*DATA EXCERPTS*.
^^^^

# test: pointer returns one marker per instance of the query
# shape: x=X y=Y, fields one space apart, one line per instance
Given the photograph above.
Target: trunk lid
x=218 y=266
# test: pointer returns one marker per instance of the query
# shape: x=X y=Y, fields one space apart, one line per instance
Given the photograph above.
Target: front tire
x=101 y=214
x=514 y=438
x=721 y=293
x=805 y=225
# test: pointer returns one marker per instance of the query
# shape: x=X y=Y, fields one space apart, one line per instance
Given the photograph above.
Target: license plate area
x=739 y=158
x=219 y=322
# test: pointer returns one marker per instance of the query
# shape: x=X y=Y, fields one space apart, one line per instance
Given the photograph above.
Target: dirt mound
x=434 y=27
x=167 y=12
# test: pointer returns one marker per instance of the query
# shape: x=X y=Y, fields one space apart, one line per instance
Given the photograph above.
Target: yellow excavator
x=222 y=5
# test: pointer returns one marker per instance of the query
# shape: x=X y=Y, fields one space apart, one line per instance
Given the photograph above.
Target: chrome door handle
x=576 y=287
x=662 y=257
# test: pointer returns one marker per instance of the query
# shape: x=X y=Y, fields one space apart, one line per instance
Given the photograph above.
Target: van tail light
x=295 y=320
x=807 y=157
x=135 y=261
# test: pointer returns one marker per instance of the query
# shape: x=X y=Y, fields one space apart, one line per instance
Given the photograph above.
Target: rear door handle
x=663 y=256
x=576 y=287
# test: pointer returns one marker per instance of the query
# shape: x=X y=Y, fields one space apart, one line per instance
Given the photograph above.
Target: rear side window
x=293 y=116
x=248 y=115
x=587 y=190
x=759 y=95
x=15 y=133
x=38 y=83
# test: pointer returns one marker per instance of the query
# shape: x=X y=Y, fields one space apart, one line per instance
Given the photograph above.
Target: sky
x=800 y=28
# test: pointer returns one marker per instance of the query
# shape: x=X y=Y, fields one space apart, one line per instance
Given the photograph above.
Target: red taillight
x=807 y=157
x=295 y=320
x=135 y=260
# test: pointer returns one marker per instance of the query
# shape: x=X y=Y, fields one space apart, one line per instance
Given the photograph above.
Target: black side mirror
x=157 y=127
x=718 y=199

^^^^

Copy every record above line for line, keeping all characters, spacing, and order unchanged.

# test: pointer returns one marker per instance of the query
# shape: x=X y=Y, fields one space apart, one line per instance
Given the photograph above.
Target: trunk lid
x=218 y=266
# test: pointer returns one marker per instance of the query
# shape: x=X y=Y, fields one space apart, one line per instance
Given the photograph above.
Target: front tire
x=101 y=214
x=514 y=438
x=721 y=293
x=805 y=225
# test: pointer returns one marker per instance of the query
# shape: x=X y=Y, fields one space apart, one line per instance
Given the photograph above.
Target: license plate area
x=739 y=158
x=219 y=322
# test: pointer returns one marker per instance of the query
# shape: x=X y=Y, fields one space apart, one line per instance
Given the photograph above.
Target: dirt mound
x=434 y=27
x=167 y=12
# test: pointer returns one marker per instance of the query
# shape: x=X y=Y, fields one space apart, one line per instance
Given the photograph above.
Target: yellow excavator
x=222 y=5
# test: pointer returns one marker per instance of the query
# shape: x=X y=Y, fields one space apart, one line per instance
Given the photograph above.
Target: chrome door handle
x=576 y=287
x=662 y=257
# test: pointer returns one marker per instance of the query
# shape: x=X y=Y, fields one space apart, one line per instance
Given the photograph above.
Target: van tail light
x=295 y=320
x=807 y=157
x=135 y=261
# test: pointer returns one marker per instance of the query
# shape: x=X y=Y, fields one space apart, one line per instance
Given the photograph above.
Target: rear door handle
x=663 y=256
x=576 y=287
# test: pointer returns one marker per instance of the query
# shape: x=X y=Y, fields one space apart, one line per instance
Given the photograph above.
Target: rear side window
x=293 y=116
x=248 y=115
x=587 y=190
x=759 y=95
x=15 y=133
x=38 y=83
# test: pointer returns one marker per instance of the query
# shape: x=X y=Y, fields one space apart, one line per instance
Given the photograph above.
Target: sky
x=800 y=28
# test: pointer returns one marker per instance of the query
# shape: x=X y=Y, fields one space apart, one line per instance
Given the photograph above.
Target: red taillight
x=807 y=157
x=295 y=320
x=135 y=260
# test: pointer returns one marker per instance of the query
# shape: x=X y=Y, fields one space apart, one line per instance
Given the photograph above.
Target: black side mirror
x=157 y=127
x=718 y=199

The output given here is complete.